* _EXERCISE BRIEF_:
Rewrite the records from the line containing "of the striped" through the end of the records, replacing "shall" with "must" and keeping everything else the same.

(Excerpts of pointing data)
(begin)
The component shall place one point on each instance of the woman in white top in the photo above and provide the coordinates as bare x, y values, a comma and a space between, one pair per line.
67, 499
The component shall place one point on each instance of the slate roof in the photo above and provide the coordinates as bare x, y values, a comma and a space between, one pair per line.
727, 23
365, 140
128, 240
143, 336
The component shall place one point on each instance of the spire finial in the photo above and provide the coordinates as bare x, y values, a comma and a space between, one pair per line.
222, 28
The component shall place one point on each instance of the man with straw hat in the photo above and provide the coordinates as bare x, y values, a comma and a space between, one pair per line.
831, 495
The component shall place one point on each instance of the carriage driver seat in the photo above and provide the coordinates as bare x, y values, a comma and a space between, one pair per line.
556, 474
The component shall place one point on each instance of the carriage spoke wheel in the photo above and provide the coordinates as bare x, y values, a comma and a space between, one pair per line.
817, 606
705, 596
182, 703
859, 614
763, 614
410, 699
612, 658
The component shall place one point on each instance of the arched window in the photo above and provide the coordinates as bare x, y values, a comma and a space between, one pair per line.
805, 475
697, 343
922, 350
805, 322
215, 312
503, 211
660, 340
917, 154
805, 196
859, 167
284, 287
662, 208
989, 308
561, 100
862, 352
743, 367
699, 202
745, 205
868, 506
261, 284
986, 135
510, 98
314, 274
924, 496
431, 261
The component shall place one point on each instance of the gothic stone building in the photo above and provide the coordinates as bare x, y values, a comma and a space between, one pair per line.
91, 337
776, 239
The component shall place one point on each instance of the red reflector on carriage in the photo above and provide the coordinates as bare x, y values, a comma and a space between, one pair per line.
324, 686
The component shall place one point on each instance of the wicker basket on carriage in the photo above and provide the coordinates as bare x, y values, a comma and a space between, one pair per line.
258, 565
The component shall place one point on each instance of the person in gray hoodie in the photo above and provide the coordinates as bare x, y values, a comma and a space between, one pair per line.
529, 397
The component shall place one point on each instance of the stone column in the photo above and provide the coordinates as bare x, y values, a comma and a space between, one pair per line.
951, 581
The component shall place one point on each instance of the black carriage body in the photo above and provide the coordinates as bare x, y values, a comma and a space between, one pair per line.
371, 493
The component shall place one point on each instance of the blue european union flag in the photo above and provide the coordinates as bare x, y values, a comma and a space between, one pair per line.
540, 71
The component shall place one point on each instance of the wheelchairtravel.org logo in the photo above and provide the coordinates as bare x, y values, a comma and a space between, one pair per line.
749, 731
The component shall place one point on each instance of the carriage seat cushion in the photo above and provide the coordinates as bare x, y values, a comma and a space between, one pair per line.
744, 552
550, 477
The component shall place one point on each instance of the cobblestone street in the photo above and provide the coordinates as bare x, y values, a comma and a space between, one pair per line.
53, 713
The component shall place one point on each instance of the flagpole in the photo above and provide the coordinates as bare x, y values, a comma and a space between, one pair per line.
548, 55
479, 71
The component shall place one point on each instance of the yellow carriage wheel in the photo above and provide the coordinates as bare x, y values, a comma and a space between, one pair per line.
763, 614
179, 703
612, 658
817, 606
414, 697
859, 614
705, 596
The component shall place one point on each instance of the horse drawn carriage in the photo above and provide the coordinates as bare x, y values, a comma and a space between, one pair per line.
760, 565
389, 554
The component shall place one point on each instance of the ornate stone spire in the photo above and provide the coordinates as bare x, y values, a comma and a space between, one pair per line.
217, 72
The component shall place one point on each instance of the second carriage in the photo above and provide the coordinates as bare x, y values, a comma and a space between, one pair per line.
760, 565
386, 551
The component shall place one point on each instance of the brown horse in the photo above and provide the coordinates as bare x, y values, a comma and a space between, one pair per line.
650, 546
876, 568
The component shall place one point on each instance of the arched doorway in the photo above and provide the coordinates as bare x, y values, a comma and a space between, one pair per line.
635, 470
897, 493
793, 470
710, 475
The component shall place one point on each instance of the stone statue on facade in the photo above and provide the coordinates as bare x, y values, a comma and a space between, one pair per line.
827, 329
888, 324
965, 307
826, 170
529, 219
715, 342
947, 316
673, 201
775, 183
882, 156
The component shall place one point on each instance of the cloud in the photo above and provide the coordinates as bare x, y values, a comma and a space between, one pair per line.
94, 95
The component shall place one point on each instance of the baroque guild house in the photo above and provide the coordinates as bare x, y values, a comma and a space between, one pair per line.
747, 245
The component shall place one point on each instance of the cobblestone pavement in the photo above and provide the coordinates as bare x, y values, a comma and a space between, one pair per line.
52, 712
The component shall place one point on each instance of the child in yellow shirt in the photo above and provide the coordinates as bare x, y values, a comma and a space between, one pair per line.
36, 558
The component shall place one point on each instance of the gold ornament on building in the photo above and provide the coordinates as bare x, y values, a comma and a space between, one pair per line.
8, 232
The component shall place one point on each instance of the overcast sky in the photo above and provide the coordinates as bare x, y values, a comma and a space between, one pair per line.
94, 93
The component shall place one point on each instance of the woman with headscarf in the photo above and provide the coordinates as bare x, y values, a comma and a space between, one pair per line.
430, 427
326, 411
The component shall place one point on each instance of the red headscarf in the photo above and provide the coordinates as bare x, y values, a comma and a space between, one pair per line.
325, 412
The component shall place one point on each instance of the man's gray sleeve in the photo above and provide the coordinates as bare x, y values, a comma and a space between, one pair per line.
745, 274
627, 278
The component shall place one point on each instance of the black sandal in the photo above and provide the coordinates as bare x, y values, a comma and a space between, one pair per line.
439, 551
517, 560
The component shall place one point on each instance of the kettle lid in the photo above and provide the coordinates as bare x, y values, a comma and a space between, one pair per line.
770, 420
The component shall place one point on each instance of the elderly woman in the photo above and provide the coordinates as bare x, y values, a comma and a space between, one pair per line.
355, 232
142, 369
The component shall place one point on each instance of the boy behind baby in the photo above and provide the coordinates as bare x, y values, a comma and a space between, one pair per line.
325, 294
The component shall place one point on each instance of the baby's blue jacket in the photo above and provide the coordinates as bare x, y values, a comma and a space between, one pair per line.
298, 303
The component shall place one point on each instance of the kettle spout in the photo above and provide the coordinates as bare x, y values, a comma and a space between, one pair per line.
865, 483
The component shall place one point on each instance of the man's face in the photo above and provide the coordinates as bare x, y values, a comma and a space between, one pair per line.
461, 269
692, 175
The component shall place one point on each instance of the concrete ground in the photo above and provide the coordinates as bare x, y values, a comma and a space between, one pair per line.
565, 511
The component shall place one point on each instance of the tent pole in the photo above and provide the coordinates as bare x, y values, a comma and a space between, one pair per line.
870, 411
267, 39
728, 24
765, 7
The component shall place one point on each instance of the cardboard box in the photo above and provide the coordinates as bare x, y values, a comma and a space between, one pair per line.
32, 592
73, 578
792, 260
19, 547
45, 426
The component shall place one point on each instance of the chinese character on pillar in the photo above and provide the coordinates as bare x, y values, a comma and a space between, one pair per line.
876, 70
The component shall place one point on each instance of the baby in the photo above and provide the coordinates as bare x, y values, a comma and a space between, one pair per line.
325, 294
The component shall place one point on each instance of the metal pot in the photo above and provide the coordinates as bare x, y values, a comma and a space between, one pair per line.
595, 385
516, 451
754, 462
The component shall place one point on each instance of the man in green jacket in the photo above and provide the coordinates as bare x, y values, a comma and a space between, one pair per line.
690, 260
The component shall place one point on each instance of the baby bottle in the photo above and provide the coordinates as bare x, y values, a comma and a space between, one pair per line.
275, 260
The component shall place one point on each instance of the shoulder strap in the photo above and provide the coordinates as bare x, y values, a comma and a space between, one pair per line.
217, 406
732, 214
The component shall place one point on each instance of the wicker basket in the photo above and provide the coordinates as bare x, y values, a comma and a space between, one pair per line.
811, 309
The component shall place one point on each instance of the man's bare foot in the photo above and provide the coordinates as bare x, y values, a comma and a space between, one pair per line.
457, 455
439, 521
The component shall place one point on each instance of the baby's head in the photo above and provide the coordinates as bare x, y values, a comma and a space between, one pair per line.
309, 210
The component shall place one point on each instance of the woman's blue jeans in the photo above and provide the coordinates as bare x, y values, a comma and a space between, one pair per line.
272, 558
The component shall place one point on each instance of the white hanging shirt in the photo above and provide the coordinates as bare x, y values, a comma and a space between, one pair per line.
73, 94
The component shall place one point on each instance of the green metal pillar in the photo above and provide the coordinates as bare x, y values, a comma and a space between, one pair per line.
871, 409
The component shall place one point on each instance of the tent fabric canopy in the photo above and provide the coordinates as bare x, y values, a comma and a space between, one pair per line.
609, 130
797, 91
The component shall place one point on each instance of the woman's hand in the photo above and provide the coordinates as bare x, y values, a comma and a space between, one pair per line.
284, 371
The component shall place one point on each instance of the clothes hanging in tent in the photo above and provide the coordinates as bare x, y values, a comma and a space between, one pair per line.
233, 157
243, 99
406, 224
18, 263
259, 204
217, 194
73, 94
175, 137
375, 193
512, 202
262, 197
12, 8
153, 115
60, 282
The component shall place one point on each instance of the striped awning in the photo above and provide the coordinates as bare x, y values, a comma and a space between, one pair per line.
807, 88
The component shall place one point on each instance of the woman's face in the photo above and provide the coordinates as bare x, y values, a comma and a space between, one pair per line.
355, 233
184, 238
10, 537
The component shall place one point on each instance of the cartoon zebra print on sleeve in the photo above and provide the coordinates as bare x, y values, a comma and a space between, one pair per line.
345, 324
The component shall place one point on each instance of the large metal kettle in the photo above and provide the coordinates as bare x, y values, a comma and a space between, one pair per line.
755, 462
(end)
* _WRITTEN ANSWER_:
The component must place one point on each instance of the striped awning in the photo above and provide the coordinates as bare x, y values, a comma and a space between, one pair per line.
807, 88
The component must place one point on each instance of the woman's face in the photo above and provide the coordinates as bare x, y values, a comma and a space between, one pair per line.
355, 233
184, 238
10, 537
The component must place one point on each instance of the cartoon zebra print on sleeve in the photo above and provide the coordinates as bare x, y values, a comma and a space between, one pair per line.
345, 324
The component must place one point on each instance of the large metal kettle in the photo above and provide the coordinates as bare x, y values, a comma and a space between, one pair per line.
755, 462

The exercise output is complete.